**Extrait du texte**
-------

La réalité virtuelle et la réalité augmentée sont deux technologies vectrices d’expériences immersives inégalées. Cependant, il ne faut pas oublier la dimension légale avant de créer un contenu. Maître Catherine Chabert, avocat au barreau de Lyon spécialisée dans le droit des nouvelles technologies énumère et explique les différentes composantes du Droit à prendre en compte dans la production de contenus VR et AR.
À l’instar du cinéma, de la télévision et du jeu vidéo, la Réalité virtuelle et la Réalité augmentée font appel à des règles de droit transverses. La VR et la AR nous renvoient aux règles existantes et nous conduisent à nous détourner du côté fantasmatique du vide juridique. Comme les technologies précédentes liées au multimédia, la VR et la AR nous amènent à rappeler la nécessité et la force obligatoire du contrat.
Un Droit transverse
Dire que cette matière plutôt qu’une autre fait appel à une multitude de règles de Droit est d’une banalité à pleurer. En effet, quel domaine du Droit fait exception à cette règle, sachant que le métier même de juriste est de rechercher dans sa « boîte à outils » quelle règle appliquer à telle situation : c’est ce que l’on appelle la qualification juridique.
Dès lors, la question à se poser est la suivante : quelles problématiques juridiques retrouve-t-on dans la mise en œuvre de la réalité virtuelle ? La réalité virtuelle réunit et intègre des composants multiples. C’est un œuvre multimédia. Que cela signifie-t- il d’un point de vue juridique ?
Avant de tenter de plaquer des règles de droit sur cette nouvelle technologie, il faut en passer par une définition. Une définition officielle est proposée par le Journal officiel n° 93 du 20 Avril 2007 portant sur le vocabulaire de l’informatique (Loi Bas-Oriol abrogée et remplacée par la Loi Toubon du 4 Août 1994 sur l’emploi de la langue française mise en application par un Décret relatif à l’enrichissement de la langue française) qui arrête la terminologie à employer dans le domaine des NTIC (infogérance plutôt que facilities management).
Cette loi ouvre la possibilité de promouvoir par Décret « les termes et expressions publiés au JO à utiliser à la place des termes équivalent en langues étrangères ».
Définir le concept de réalité virtuelle
Réalité virtuelle ou réalité de synthèse : Il s’agit d’un environnement créé à l’aide d’un ordinateur et donnant à l’utilisateur la sensation d’être immergé dans un univers artificiel. Pour la réalité augmentée, il n’existe pas de définition officielle, mais on peut proposer la définition ci-dessous :
Réalité augmentée : Environnement créé à partir de l’environnement réel (capté par des moyens divers : photo ou vidéo) en vue de le transformer et/ou d’en modifier la perception par l’utilisateur par superposition d’images de synthèse (visiter Pompéi reconstitué).

-------

Données de détection d’objets

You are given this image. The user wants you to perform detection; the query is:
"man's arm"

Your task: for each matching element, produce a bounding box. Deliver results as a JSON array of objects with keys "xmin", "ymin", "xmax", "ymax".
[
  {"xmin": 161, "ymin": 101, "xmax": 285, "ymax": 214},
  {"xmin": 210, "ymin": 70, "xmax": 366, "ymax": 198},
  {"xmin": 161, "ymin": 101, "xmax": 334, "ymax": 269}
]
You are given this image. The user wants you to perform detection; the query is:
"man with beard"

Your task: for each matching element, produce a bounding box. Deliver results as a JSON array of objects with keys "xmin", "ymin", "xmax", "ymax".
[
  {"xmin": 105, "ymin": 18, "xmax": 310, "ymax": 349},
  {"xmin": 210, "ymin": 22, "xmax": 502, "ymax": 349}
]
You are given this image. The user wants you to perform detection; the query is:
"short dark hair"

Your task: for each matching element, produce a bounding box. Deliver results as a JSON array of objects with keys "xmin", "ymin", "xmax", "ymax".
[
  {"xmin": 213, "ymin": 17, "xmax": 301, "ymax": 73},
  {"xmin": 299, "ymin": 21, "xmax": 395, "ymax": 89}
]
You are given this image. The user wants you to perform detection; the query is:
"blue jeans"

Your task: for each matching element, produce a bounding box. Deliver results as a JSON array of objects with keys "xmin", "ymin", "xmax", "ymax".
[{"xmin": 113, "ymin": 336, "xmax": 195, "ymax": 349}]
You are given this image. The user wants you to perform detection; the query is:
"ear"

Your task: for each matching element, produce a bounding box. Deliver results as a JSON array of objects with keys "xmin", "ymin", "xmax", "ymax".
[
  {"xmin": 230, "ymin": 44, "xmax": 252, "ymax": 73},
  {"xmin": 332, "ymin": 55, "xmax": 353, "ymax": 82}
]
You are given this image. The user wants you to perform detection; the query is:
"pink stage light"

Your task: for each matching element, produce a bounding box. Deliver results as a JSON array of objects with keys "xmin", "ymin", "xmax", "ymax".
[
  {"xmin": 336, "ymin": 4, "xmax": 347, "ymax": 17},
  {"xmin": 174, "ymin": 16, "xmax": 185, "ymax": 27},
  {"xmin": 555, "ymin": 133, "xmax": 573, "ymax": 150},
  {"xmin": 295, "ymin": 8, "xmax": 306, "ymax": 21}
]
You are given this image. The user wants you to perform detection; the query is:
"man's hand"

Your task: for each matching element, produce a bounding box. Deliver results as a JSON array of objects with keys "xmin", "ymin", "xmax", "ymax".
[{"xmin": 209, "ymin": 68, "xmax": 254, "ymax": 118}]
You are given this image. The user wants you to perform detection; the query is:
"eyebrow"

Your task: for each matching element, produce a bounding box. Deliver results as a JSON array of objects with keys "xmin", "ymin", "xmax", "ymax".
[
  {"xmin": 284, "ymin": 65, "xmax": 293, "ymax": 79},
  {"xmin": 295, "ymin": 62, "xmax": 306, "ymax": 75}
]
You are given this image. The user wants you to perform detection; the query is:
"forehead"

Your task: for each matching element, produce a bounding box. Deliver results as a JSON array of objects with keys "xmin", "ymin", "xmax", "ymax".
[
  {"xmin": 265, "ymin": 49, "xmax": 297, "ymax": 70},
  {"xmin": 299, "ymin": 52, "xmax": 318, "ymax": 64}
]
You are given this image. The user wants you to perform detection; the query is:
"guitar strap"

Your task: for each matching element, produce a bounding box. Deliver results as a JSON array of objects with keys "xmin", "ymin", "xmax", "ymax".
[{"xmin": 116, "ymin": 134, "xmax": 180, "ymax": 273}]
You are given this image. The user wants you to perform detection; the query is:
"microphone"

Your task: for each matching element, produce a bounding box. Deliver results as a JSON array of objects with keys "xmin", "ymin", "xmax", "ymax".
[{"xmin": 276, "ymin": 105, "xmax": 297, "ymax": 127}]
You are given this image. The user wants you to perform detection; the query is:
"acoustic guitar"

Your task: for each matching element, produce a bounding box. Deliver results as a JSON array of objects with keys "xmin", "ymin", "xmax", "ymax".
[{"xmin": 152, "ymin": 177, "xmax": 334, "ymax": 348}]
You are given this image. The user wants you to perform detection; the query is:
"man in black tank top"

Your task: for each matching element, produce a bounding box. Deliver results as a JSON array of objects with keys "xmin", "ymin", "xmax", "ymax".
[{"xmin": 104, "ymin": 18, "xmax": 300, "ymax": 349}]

-------

**Travail demandé**
1. Recopiez l’extrait sur le droit de la réalité virtuelle, en commençant par « Dès lors, la » et en finissant par « vue juridique ? ».
2. Pour chaque affirmation, dites par oui ou par non si elle est d’accord avec l’extrait sur le droit de la réalité virtuelle, et citez les mots qui le montrent : (a) La Loi Toubon date du 4 août 1994. (b) La réalité augmentée a une définition officielle. (c) Maître Catherine Chabert est avocat au barreau de Paris.
On n’a pas besoin des items pour ce travail.

**Les réponses**
1.
Dès lors, la question à se poser est la suivante : quelles problématiques juridiques retrouve-t-on dans la mise en œuvre de la réalité virtuelle ? La réalité virtuelle réunit et intègre des composants multiples. C’est un œuvre multimédia. Que cela signifie-t- il d’un point de vue juridique ?

2.
(a) Oui : « Loi Toubon du 4 Août 1994 ».
(b) Non : « Pour la réalité augmentée, il n’existe pas de définition officielle ».
(c) Non : « avocat au barreau de Lyon ».